• [Text segment]:
McDonald’s announced on Thursday that it would be raising the wages for its restaurant workers. But the announcement comes with several caveats in the fine print.

The fast food behemoth said that it would be raising hourly wages for employees by 10 percent and that employee pay at all of its company-owned restaurants would reach an average of $15 an hour in several years. The company says that it’s raising its wages in hopes of attracting more employees as restaurants struggle to find workers willing to work for low wages during the pandemic.

Though many news outlets ran with headlines merely touting the wage raise, the reality of the story is less enticing. First, the corporation only owns 5 percent of its restaurant locations, which means that 95 percent of the employees working for the franchise won’t be affected by the raises.

Additionally, an average wage isn’t equivalent to a minimum wage. McDonald’s says that, with 10 percent raises, the average wage at its corporate-owned restaurants will increase to $13 an hour, and $15 an hour by 2024.

But the company touting the average wage instead of the minimum wage means that the fast food chain could still pay some employees $11 an hour and pay others more to balance out the average — while still bragging about the flashy and much-vaunted $15 an hour figure.

The company is crowing about its wage raise; it posted the announcement on social media, complete with a statement from their multimillionaire U.S. president, Joe Erlinger, claiming, “Our first value is taking care of our people.”

Bragging that McDonald’s will bring up their average hourly wage to $15 in several years isn’t much of a statement from the company whose executives have admitted in meetings with shareholders that a $15 federal minimum wage wouldn’t hurt their bottom line.

The new announcement shows, instead, the company’s unwillingness to pay all of its employees a living wage of at least $15 an hour, which reports have found is the minimum required for survival in many parts of the country. And the timing of the announcement is likely a public relations ploy for the company.

• [Exercise goal]:
In the McDonald's wage article, what share of its restaurant locations does the corporation own?

• [Dataset]:
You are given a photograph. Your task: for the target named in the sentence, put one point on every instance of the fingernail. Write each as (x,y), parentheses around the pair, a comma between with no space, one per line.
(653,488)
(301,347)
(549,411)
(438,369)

• [Finished task]:
5 percent